Directions for this task:
An exact transcription of all the data is the expected reply.

Dataset entries:
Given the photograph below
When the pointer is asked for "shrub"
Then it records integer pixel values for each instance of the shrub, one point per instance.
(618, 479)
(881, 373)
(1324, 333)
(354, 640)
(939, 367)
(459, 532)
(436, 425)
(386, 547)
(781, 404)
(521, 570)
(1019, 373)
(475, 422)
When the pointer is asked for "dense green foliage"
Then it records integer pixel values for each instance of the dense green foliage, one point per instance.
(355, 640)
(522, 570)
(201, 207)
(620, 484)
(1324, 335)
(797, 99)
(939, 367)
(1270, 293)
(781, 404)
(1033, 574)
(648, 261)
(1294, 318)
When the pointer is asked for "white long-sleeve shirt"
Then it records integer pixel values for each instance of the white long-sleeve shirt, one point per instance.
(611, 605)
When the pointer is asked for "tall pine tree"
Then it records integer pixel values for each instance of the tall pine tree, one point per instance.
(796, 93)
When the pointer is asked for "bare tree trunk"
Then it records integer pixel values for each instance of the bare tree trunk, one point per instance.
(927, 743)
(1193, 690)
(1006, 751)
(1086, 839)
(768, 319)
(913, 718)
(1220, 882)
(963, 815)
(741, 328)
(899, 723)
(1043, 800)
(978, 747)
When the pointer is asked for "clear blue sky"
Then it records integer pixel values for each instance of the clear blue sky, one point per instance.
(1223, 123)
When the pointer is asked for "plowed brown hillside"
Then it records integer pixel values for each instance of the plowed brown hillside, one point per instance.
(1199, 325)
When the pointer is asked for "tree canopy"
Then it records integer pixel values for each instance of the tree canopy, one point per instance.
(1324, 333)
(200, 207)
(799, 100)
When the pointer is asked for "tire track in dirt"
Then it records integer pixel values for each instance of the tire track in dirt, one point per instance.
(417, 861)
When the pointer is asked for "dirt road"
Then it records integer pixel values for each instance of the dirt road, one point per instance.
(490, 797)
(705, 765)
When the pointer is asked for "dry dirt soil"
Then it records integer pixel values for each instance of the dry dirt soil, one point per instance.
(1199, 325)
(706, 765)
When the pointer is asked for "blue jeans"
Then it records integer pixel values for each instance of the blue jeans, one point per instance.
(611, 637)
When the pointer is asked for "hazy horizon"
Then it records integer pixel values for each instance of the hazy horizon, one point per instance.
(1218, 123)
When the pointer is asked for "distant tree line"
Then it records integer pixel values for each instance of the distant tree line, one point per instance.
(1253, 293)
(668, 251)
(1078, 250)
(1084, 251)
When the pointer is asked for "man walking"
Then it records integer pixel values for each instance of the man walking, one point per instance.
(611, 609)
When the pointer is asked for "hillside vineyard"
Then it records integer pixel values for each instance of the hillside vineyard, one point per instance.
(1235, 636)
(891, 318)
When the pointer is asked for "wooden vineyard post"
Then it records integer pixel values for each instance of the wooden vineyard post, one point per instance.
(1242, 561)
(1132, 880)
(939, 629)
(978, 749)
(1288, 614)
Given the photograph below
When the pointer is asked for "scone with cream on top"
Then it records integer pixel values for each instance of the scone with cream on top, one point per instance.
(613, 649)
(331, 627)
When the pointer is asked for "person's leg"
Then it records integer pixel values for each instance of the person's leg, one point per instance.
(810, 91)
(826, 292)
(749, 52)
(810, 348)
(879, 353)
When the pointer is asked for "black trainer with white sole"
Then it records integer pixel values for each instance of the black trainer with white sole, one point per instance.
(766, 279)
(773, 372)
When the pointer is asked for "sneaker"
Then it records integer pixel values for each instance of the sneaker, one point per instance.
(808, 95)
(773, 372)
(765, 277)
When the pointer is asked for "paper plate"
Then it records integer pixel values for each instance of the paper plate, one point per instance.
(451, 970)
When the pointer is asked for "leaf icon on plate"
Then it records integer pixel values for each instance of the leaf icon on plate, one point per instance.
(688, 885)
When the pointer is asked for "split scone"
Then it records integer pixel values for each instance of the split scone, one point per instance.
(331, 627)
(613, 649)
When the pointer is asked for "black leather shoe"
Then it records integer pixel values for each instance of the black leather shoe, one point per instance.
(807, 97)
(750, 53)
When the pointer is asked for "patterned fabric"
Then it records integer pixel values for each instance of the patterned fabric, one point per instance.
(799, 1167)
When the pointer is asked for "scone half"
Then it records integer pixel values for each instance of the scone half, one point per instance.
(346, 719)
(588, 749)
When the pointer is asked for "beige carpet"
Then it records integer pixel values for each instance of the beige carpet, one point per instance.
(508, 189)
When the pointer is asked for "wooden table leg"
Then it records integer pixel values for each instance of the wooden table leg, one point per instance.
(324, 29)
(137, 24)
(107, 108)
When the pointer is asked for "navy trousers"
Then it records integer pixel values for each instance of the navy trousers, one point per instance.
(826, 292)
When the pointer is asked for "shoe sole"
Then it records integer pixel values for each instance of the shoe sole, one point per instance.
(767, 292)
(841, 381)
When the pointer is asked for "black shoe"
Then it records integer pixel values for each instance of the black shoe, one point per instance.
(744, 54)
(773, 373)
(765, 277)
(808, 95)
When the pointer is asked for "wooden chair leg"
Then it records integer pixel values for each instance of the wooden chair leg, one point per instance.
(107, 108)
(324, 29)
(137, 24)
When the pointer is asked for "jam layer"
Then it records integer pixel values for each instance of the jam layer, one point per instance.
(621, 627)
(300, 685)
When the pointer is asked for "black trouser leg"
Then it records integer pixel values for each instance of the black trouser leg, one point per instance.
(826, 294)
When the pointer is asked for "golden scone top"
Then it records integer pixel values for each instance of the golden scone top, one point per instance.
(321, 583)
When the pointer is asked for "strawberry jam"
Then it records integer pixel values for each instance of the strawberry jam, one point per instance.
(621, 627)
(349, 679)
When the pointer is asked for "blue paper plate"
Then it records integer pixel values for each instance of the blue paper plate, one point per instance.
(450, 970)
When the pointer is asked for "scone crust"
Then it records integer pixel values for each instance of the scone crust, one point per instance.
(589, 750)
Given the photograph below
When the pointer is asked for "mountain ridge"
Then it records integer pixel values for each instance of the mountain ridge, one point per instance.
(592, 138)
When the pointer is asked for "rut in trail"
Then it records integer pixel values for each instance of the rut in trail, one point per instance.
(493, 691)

Exercise output:
Given the photograph below
When the pointer is asked for "shrub"
Then it records integer pixel values for each instance of the shrub, one point per instance.
(618, 479)
(881, 373)
(1324, 333)
(354, 640)
(939, 367)
(459, 532)
(436, 425)
(386, 547)
(781, 404)
(521, 570)
(1019, 373)
(475, 422)
When the pointer is asked for "dense green foliage"
Then it records integer pixel values for each instance of the dense green foliage, one point per instance.
(355, 640)
(522, 570)
(201, 207)
(620, 484)
(1324, 335)
(797, 99)
(939, 367)
(1270, 293)
(781, 404)
(1033, 574)
(648, 261)
(1294, 318)
When the pointer is asked for "white long-sleeve shirt"
Then it records integer pixel values for each instance of the white long-sleeve shirt, one point per instance.
(611, 605)
When the pointer is asked for "tall pine tree"
Then it records integer pixel values for each instance of the tall pine tree, one point per instance.
(796, 93)
When the pointer is asked for "bare tree trunk"
Then it records integer pixel values for each instance of the bare tree trunk, one point per instance.
(927, 743)
(1193, 690)
(1006, 751)
(1086, 839)
(768, 319)
(913, 718)
(1220, 882)
(963, 815)
(741, 328)
(899, 723)
(1043, 800)
(978, 747)
When the pointer is asked for "clear blue sky"
Then it records integer pixel values for each instance of the clear blue sky, one point per instance.
(1223, 123)
When the pointer is asked for "plowed brown hillside"
Then it records integer pixel values for each instance of the plowed brown hillside, one point per instance.
(1199, 325)
When the pointer is asked for "tree canopy"
Then it records integer pixel values for each instance of the tree canopy, one point per instance.
(1324, 333)
(200, 207)
(799, 100)
When the pointer is asked for "tire track in dirt"
Then it records integer pixel values for each instance of the tire track in dirt, one point per instance.
(417, 861)
When the pointer is asked for "dirt road"
Then it records integer pixel values for each instance of the dirt road, one point per instance.
(490, 797)
(705, 765)
When the pointer is asked for "dry dirt soil"
Then it records integer pixel values for each instance of the dry dirt soil, one point per instance.
(1199, 325)
(706, 765)
When the pointer is asked for "blue jeans"
Then it records integer pixel values for each instance of the blue jeans, one point per instance.
(611, 637)
When the pointer is asked for "hazy horizon"
Then it records integer pixel values for each instance of the hazy horizon, one point per instance.
(1218, 123)
When the pointer is asked for "distant tree line"
Then it records integer pixel values for each instance of the distant tree line, one point per instance.
(1253, 293)
(668, 251)
(1078, 250)
(1084, 251)
When the pointer is asked for "man walking"
Then it records integer pixel values for each instance of the man walking, one point per instance.
(611, 609)
When the pointer is asked for "hillside vineyard"
Then it records integer pixel values for each instance of the hillside vineyard, one point per instance.
(1235, 636)
(891, 318)
When the pointer is asked for "wooden vineyard post"
Then it records integer pixel values for each instance of the wooden vineyard post, one point per instance.
(1242, 561)
(1132, 880)
(939, 629)
(978, 749)
(1288, 614)
Given the photograph below
When the pointer is asked for "scone with cream on top"
Then it records integer pixel values for each instance of the scone with cream on top, one point per instance.
(613, 649)
(331, 627)
When the pointer is asked for "person's leg"
Then it records integer pixel values for each instance of the person's leg, one point per instance.
(810, 91)
(826, 292)
(749, 52)
(810, 348)
(879, 353)
When the pointer is asked for "black trainer with white sole"
Then it records integer pixel values for each instance of the black trainer with white sole, one point per instance.
(766, 279)
(773, 372)
When the pointer is asked for "sneaker"
Then it records integer pixel values for each instance of the sneaker, one point per instance.
(808, 95)
(773, 372)
(765, 277)
When the pointer is asked for "paper plate"
Then it records integer pixel values for each instance of the paper plate, one point per instance.
(451, 970)
When the pointer is asked for "leaf icon on plate"
Then it records integer pixel values for each instance of the leaf icon on plate, one point per instance.
(688, 885)
When the pointer is asked for "split scone"
Then it records integer pixel values for each instance of the split scone, one point per instance.
(331, 627)
(613, 649)
When the pointer is asked for "black leather shoe"
Then it records integer pixel values for each instance of the black leather shoe, one point per instance.
(807, 97)
(750, 53)
When the pointer is asked for "patterned fabric"
Then it records integer pixel values for each instance of the patterned fabric, one point per instance.
(799, 1167)
When the pointer is asked for "scone half"
Then it records integer pixel values for each instance of the scone half, one point per instance.
(346, 719)
(588, 749)
When the pointer is asked for "beige carpet"
Then it records integer pixel values for each instance of the beige carpet, one point per instance.
(508, 189)
When the pointer is asked for "wooden table leg"
Then it records integer pixel values for each instance of the wooden table leg, one point per instance.
(324, 29)
(137, 24)
(107, 108)
When the pointer is asked for "navy trousers"
Then it records integer pixel values for each instance of the navy trousers, one point per instance.
(826, 292)
When the pointer is asked for "shoe sole"
Then it records integer pixel values for each instance of the shoe sole, one point per instance.
(767, 292)
(841, 381)
When the pointer is asked for "black shoe"
Then it records integer pixel values for each instance of the black shoe, one point per instance.
(744, 54)
(773, 373)
(765, 277)
(808, 95)
When the pointer is asked for "wooden chair leg"
Then it records integer pixel values for each instance of the wooden chair leg, one point per instance.
(107, 108)
(324, 29)
(137, 24)
When the pointer is asked for "jam layer"
Then it records integer pixel values for each instance of the jam layer, one point per instance.
(621, 627)
(300, 685)
When the pointer is asked for "black trouser leg"
Then it records integer pixel values for each instance of the black trouser leg, one point per instance.
(826, 294)
When the pointer is asked for "golden scone top"
Then it records integer pixel values for each instance of the golden scone top, one point per instance.
(321, 583)
When the pointer is asked for "strawberry jam"
Then it records integer pixel values for each instance of the strawberry jam, one point per instance.
(621, 627)
(349, 679)
When the pointer is asked for "blue paper plate"
Then it records integer pixel values for each instance of the blue paper plate, one point per instance.
(450, 970)
When the pointer is asked for "scone crust"
Then it records integer pixel values for each instance of the scone crust, one point per instance.
(589, 750)
Given the photograph below
When the pointer is asked for "mountain ridge"
Then it records integer pixel values for each instance of the mountain ridge, one point per instance.
(592, 138)
When the pointer is asked for "rut in trail"
Then it records integer pixel values for each instance of the rut in trail, one point per instance.
(493, 691)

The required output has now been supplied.